TO DO:
[1] In the passage on Antiochus Epiphanes, what does the nickname "Epiphanes" refer to?
[2] Return the words of the passage on Antiochus Epiphanes between "How did we ever" and "plundered innumerable nations.", inclusive.
[3] Take the passage on Antiochus Epiphanes further, picking up after its last sentence.

GIVEN TEXT:
A megalomaniac Idumean sitting on the throne of Israel, killing babies. Parents running away as refugees to Egypt. What happened to angels singing sweetly, cattle lowing, and a contented baby boy? It is hard for us to remember warrior angels frightening the shepherds, a village overcrowded for the census, and dirty diapers. But this? This is a massacre.
How did we ever come to this?
To find an answer, we must begin as the First Book of Maccabees begins. We must go back to Alexander the Great. This is how First Maccabees describes the upheaval of civilization which was Alexander:
Alexander of Macedon, the son of Philip, marched from the land of Kittim, defeated Darius, king of Persia and Media, and siezed his throne, being already king of Greece. In the course of many campaigns he captured fortified towns, slaughtered kings, traversed the earth to its remotest bounds, and plundered innumerable nations.
The time came when he fell ill, and, knowing that he was dying, he summoned his generals … and divided his empire among them. … On his death they were all crowned as kings, and their descendants succeeded them for many years. They brought untold miseries upon the world.1 Maccabees 1: 1-3, 5-9 NEB
Among these generals, Seleucus took over Babylon and later claimed Syria, Armenia, Persia, Palestine. Farther west, Ptolemy became the king of Egypt. All this happened more than 300 years before Jesus' birth.
About 175 years before the birth of Jesus, the throne of Syria was seized by a Seleucid descendant who was named Antiochus Epiphanes. The nickname "Epiphanes" refers to him showing forth divinity. Among his ancestors were Antiochus "the God" and Antiochus "Savior". You would not find any of these honorifics to be appropriate, but Antiochus did. Having god-like power over other people, Antiochus demanded worship and sacrifices from all the people in his empire.
Antiochus Epiphanes also invaded Egypt, conquering all of it except the city of Alexandria and capturing Egypt's current king, Ptolemy VI. Although the book of Maccabees doesn't describe this war in detail, it seems that Ptolemy had made an alliance with Rome; the Romans opposed Antiochus Epiphanes taking over Egypt – and they had enough clout to make him withdraw.
So Antiochus withdrew from Egypt back into Judea,
where he made a terrible nuisance of himself trying
to take the place of God. Antiochus forbade worship
of all local gods, decreeing that worship should be
given to himself. Children who were circumcized as
required by Jewish Law were killed; the parents who
had had them circumcised were killed; anyone who kept
a copy of the Bible was killed.
Israel lived under
a reign of terror.

SUPPLIED MATERIAL:
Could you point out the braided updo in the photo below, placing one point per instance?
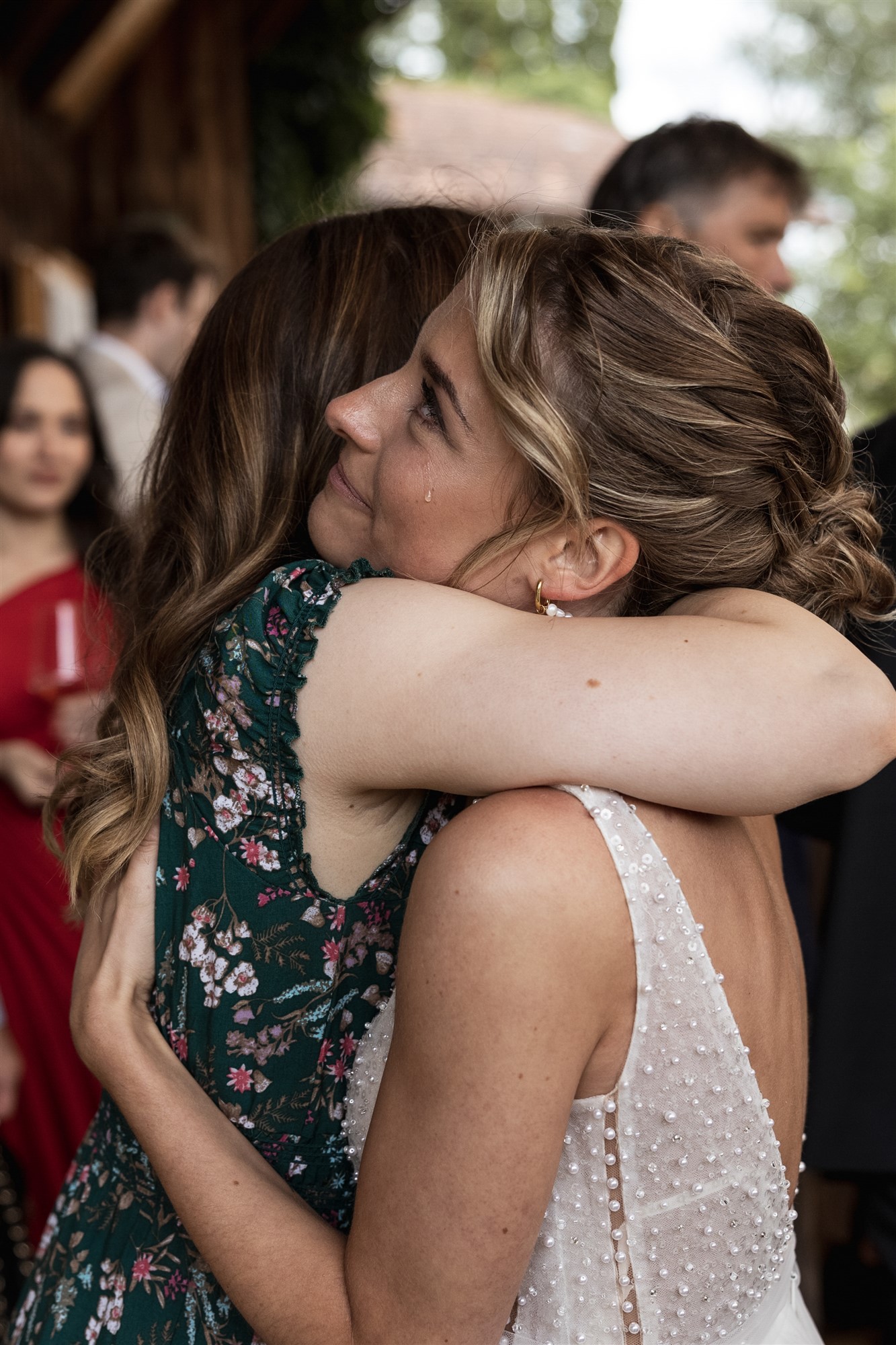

ANSWER SET:
[1] It refers to him showing forth divinity.

[2]
How did we ever come to this?
To find an answer, we must begin as the First Book of Maccabees begins. We must go back to Alexander the Great. This is how First Maccabees describes the upheaval of civilization which was Alexander:
Alexander of Macedon, the son of Philip, marched from the land of Kittim, defeated Darius, king of Persia and Media, and siezed his throne, being already king of Greece. In the course of many campaigns he captured fortified towns, slaughtered kings, traversed the earth to its remotest bounds, and plundered innumerable nations.

[3]
There was a man named Mattathias, a priest of God and resident of Modin, a village to the west of Jerusalem. Mattathias was fervently religious, zealous about the customary observances of God's Law, and bitterly judgemental toward anyone who submitted to Antiochus' decree. It happened one day that the king's officers came to this village. Looking for peaceful submission, they approached the priest Mattathias and asked him to lead the sacrifice.
Mattathias would not do it, nor would he be quiet
We will not obey the king, he said,
nor will we deviate one step from our form of
worship. Someone else stepped forward instead,
which only enraged Mattathias more. He rushed to the
altar and killed both the apostate and the officer.
Then he called to the townspeople to follow him into
Thus Mattathias showed his fervent zeal
for the Law, though whether his zeal encompassed
the most important parts of the Law I leave for you
to think about.
Mattathias with his sons and followers were not the
only people running to the hills in order to escape
the state terror of Antiochus. Another group was
pursued into the arid region by Antiochus' soldiers.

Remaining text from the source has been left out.